> WHAT TO DO
Copy the lines below word for word, starting with the line that contains "ceiling fan in" and continuing through the very end of the items.

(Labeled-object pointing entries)
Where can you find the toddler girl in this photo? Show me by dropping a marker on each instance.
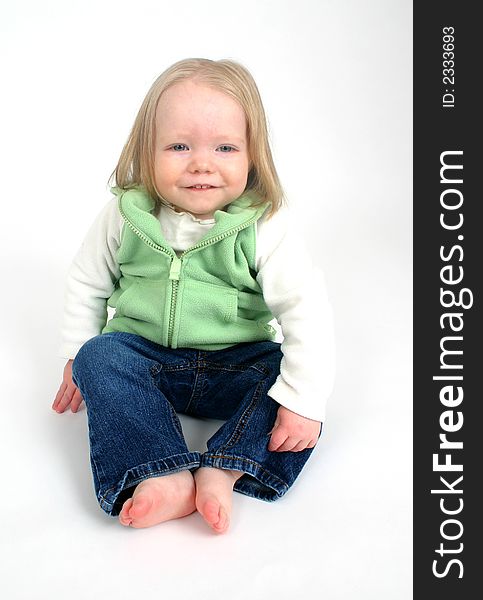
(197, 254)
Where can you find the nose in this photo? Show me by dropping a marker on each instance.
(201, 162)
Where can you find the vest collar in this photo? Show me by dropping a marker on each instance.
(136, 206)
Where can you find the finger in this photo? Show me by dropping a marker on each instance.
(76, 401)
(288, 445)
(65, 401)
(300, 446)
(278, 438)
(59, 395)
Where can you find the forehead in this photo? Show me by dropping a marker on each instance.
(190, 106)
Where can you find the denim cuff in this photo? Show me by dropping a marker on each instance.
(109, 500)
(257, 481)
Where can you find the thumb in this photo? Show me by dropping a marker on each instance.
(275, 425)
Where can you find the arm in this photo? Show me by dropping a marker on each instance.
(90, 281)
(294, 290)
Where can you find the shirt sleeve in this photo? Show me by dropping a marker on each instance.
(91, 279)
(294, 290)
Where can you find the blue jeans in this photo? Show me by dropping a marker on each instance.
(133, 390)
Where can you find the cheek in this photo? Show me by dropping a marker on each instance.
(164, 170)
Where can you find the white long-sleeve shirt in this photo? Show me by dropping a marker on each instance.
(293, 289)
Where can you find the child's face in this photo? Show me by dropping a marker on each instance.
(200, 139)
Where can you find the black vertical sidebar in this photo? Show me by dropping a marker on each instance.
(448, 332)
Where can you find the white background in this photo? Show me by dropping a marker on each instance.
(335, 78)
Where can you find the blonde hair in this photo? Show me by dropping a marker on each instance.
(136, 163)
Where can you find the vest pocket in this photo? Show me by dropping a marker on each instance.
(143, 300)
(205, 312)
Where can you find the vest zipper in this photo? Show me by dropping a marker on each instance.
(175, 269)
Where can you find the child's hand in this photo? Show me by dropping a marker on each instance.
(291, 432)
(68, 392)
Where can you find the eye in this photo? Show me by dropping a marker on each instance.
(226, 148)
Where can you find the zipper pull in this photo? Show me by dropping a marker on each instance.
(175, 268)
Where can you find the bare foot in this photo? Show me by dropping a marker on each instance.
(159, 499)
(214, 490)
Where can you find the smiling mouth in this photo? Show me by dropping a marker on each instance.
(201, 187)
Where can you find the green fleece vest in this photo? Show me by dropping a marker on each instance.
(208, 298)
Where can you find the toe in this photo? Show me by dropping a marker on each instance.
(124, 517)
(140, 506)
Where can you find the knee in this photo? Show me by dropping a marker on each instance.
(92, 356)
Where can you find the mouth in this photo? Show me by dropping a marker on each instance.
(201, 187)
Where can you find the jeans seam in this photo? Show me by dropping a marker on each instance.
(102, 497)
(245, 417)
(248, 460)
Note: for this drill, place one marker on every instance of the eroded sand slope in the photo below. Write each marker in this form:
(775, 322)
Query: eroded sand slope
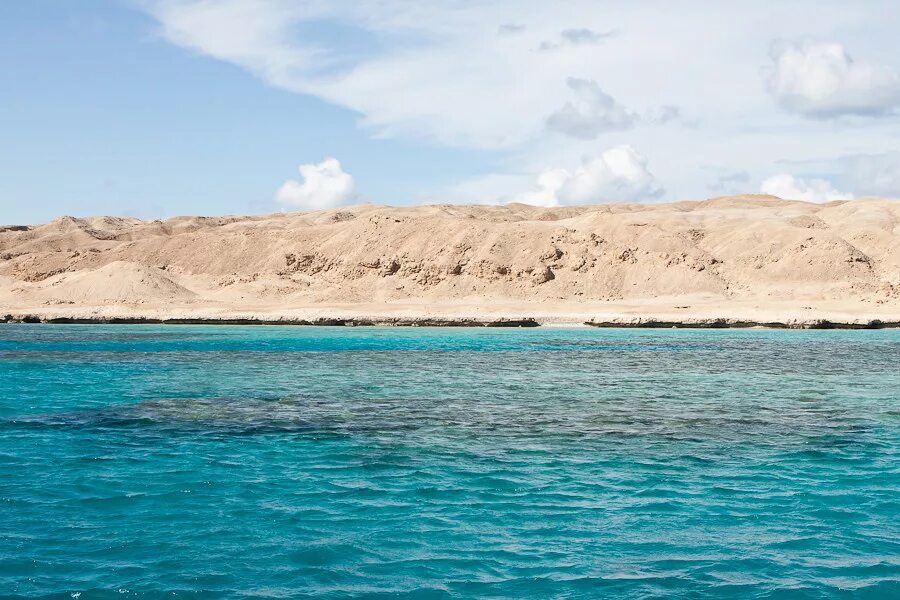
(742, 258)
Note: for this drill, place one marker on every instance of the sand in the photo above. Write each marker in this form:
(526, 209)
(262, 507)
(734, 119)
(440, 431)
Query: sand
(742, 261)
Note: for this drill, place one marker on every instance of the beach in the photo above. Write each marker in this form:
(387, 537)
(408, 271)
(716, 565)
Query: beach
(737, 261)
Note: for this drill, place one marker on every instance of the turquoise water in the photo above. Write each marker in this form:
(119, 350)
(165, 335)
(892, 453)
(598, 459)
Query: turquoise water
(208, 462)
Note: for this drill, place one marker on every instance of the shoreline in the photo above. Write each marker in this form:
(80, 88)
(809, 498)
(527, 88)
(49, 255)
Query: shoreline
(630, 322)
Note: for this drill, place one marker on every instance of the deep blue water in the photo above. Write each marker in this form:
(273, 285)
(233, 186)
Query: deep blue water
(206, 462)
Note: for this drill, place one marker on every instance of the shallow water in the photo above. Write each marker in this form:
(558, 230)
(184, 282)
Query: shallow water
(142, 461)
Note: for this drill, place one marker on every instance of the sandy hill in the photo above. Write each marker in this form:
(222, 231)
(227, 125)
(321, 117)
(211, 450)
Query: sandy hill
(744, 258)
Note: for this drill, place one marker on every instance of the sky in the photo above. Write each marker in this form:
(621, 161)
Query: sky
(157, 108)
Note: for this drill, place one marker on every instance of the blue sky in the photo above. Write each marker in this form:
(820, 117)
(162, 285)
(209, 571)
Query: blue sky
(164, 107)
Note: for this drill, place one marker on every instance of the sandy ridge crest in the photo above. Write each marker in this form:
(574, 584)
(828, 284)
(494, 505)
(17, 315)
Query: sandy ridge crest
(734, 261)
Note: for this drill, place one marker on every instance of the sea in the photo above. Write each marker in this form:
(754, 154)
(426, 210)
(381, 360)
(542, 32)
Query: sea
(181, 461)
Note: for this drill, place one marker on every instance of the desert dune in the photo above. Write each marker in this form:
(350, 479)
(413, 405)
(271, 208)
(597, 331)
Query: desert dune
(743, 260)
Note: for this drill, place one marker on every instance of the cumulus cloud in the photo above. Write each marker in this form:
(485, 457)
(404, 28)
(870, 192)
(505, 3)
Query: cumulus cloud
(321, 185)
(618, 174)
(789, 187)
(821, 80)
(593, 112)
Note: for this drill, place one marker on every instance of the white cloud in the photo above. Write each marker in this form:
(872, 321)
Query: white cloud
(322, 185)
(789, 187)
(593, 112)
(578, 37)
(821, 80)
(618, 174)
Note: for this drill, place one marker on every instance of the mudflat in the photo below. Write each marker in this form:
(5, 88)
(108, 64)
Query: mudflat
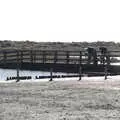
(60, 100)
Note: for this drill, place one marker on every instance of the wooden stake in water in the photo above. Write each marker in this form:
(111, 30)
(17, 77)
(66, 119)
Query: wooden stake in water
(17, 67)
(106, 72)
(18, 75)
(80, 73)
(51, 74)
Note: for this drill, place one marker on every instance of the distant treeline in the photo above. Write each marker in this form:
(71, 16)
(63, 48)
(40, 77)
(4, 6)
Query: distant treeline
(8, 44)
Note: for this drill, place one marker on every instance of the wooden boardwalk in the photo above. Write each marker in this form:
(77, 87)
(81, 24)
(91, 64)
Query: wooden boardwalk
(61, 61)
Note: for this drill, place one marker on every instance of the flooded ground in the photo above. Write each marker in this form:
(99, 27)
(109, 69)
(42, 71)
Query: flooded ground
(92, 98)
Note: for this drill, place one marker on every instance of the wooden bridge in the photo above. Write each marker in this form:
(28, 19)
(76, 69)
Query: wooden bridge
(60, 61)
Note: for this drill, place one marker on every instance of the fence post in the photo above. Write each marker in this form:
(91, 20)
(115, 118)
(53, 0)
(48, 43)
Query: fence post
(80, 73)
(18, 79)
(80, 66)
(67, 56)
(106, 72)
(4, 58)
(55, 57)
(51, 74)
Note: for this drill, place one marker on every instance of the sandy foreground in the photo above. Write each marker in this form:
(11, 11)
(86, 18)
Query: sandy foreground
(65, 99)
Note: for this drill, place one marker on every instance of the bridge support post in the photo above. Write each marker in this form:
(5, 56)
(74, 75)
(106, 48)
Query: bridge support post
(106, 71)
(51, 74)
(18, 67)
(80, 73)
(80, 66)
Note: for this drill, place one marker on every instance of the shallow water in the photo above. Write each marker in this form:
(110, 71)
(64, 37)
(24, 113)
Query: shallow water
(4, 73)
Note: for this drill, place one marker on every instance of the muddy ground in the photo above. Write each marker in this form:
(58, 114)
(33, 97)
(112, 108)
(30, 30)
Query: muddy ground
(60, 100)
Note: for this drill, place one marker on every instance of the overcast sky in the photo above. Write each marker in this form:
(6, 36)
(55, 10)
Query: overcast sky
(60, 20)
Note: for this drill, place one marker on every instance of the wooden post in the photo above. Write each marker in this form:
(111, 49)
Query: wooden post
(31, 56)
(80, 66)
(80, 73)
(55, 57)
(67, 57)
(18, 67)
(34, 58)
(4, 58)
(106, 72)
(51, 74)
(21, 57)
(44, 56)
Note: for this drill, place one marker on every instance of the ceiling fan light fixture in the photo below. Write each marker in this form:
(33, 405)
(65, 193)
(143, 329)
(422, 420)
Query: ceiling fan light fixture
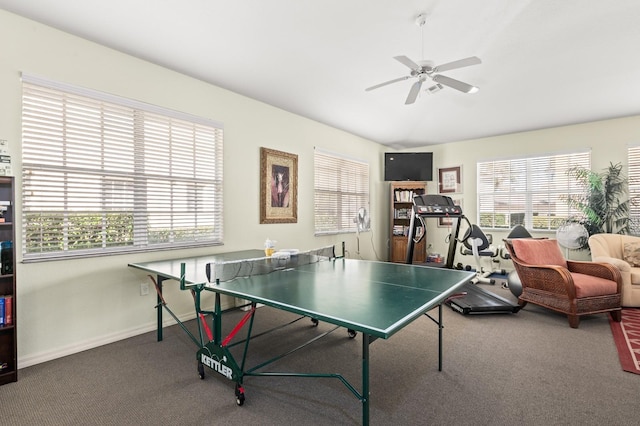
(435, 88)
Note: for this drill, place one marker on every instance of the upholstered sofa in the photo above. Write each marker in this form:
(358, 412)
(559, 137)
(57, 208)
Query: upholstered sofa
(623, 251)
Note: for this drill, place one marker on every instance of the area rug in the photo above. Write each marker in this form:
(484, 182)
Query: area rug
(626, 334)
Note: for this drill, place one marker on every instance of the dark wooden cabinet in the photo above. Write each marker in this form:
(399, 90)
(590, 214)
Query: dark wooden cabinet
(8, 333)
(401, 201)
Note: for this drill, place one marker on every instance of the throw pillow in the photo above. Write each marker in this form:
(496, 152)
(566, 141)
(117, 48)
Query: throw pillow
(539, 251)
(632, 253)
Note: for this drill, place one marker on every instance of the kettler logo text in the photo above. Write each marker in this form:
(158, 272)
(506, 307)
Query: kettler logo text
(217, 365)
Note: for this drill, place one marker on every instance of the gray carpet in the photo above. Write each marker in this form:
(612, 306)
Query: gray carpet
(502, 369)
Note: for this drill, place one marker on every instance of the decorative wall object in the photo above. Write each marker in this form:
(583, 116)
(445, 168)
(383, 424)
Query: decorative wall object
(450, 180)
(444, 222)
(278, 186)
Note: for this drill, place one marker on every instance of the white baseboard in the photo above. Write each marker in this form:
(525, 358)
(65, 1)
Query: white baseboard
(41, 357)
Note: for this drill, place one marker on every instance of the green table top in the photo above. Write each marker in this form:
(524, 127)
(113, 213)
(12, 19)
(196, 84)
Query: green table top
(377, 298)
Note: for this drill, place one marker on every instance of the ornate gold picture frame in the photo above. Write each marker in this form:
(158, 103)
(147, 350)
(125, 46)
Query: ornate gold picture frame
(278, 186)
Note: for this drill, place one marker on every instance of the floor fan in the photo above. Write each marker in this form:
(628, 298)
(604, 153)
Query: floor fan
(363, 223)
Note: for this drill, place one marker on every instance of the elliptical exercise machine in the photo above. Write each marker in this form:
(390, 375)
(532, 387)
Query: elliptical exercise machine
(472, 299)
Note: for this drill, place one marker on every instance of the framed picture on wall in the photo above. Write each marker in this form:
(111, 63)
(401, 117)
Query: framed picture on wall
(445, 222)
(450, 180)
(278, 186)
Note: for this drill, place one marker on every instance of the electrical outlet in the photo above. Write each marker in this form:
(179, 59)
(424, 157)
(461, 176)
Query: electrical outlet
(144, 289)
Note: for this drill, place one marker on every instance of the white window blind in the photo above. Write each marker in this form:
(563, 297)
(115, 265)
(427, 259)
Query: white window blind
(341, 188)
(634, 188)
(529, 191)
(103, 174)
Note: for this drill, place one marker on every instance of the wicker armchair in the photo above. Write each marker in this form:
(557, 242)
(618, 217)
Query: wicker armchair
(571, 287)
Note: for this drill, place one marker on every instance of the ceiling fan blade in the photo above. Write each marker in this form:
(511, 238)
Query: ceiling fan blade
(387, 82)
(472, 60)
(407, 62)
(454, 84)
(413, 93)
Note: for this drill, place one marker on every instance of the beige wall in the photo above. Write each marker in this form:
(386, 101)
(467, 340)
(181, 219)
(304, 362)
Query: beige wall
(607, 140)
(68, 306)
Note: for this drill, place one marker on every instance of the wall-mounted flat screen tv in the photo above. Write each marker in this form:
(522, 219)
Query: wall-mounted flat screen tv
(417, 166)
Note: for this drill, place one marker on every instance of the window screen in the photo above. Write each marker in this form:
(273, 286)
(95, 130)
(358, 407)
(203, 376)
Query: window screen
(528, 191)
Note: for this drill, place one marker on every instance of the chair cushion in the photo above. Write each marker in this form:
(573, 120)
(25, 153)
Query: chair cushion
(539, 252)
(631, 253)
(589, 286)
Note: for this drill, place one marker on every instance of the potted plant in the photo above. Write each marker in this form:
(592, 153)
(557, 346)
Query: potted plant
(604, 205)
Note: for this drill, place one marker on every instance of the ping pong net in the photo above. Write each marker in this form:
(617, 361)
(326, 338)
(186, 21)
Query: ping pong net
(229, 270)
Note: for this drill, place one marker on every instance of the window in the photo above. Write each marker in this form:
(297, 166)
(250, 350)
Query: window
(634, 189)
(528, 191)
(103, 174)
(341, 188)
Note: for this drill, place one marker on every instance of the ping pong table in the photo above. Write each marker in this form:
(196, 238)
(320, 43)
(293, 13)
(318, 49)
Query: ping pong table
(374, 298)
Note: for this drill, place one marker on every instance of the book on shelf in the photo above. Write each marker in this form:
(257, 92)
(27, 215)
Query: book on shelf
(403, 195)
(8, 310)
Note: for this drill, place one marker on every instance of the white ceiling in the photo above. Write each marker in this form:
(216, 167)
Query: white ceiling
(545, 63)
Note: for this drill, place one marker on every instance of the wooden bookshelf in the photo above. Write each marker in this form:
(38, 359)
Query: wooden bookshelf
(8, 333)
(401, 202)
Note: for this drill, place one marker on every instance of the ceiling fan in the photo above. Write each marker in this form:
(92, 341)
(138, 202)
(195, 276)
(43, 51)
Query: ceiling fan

> RESULT OF THIS TASK
Note: for this drill, place one marker on every instance of the ceiling fan in the photo above. Write each marker in this form:
(92, 341)
(138, 202)
(195, 276)
(43, 51)
Query: ceiling fan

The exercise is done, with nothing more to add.